WHAT THE TASK REQUIRES: Within the records below, reproduce without change the lines from the line that has "Where can the wooden fence" through the line that has "Where can the barn", and only those.

PROVIDED MATERIAL:
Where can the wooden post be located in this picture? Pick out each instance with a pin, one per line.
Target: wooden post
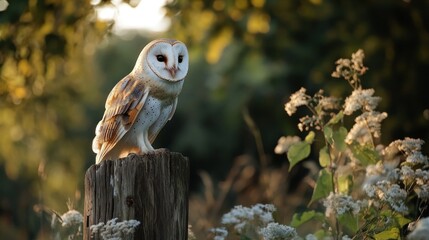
(151, 188)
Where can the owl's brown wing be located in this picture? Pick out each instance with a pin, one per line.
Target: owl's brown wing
(159, 124)
(122, 107)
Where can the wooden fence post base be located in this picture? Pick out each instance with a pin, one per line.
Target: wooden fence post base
(151, 188)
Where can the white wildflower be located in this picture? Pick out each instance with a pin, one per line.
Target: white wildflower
(361, 99)
(329, 103)
(284, 143)
(275, 231)
(338, 204)
(240, 216)
(421, 232)
(390, 193)
(310, 237)
(71, 218)
(422, 192)
(220, 233)
(191, 235)
(407, 174)
(407, 146)
(297, 99)
(3, 5)
(417, 157)
(366, 125)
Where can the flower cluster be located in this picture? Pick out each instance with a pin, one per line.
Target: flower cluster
(240, 217)
(71, 218)
(421, 230)
(299, 98)
(339, 204)
(275, 231)
(220, 233)
(114, 229)
(351, 69)
(284, 143)
(321, 106)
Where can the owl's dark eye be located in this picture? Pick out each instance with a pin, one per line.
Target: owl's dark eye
(160, 58)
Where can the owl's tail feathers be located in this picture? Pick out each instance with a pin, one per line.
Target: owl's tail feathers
(96, 143)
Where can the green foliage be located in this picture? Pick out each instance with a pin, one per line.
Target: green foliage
(299, 219)
(324, 186)
(298, 152)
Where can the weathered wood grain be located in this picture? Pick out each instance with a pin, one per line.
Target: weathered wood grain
(151, 188)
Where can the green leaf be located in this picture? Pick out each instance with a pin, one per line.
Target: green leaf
(365, 154)
(298, 152)
(335, 119)
(392, 233)
(327, 131)
(324, 158)
(349, 221)
(338, 138)
(323, 186)
(345, 183)
(310, 137)
(300, 218)
(401, 220)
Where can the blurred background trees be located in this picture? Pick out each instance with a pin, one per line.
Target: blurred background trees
(58, 62)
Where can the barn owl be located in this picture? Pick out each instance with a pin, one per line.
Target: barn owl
(142, 102)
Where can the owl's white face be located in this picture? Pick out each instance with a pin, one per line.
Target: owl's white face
(168, 59)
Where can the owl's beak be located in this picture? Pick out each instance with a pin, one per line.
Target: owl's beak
(172, 71)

REPLY:
Where can the wooden fence post base be located in this picture? Pick out each instance with a pin, one per line.
Target: wooden fence post base
(151, 188)
Where can the white wildflower be located in this picture? Pick out each instance with a pin, one per line.
Target: white wildflower
(361, 99)
(329, 103)
(284, 143)
(275, 231)
(338, 204)
(240, 216)
(421, 232)
(390, 193)
(310, 237)
(71, 218)
(422, 192)
(220, 233)
(191, 235)
(407, 174)
(407, 146)
(297, 99)
(3, 5)
(417, 157)
(366, 125)
Where can the flower cluster be located in this picture? Pick out each instance with a pin, one per line.
Target: flower cluster
(240, 217)
(71, 218)
(421, 230)
(299, 98)
(339, 204)
(275, 231)
(220, 233)
(114, 229)
(351, 69)
(284, 143)
(321, 106)
Where can the owl's dark eye be located in this picture? Pick out each instance with a pin, one per line.
Target: owl's dark eye
(160, 58)
Where can the owl's tail feathers be located in this picture? Pick out each instance with a pin, one per line.
Target: owl's tail feathers
(96, 143)
Where can the green foliage be located in this picture? Pick out each instance with a pin, one per line.
Target: green foliage
(299, 219)
(324, 186)
(298, 152)
Where can the weathered wood grain be located in this picture? Pick out each instance with a pin, one per line.
Target: weathered wood grain
(151, 188)
Where can the green leaf be located in this picture? Pick out each instance with a pin, one per line.
Target: green leaf
(365, 154)
(298, 152)
(335, 119)
(392, 233)
(327, 131)
(324, 158)
(349, 221)
(338, 138)
(323, 186)
(345, 183)
(310, 137)
(300, 218)
(401, 220)
Where can the blurred background trees be located in this picture? Pick out each instance with a pin, one per line.
Target: blurred background trees
(58, 62)
Where can the barn owl be located in this picture? Pick out each instance with a pin, one per line.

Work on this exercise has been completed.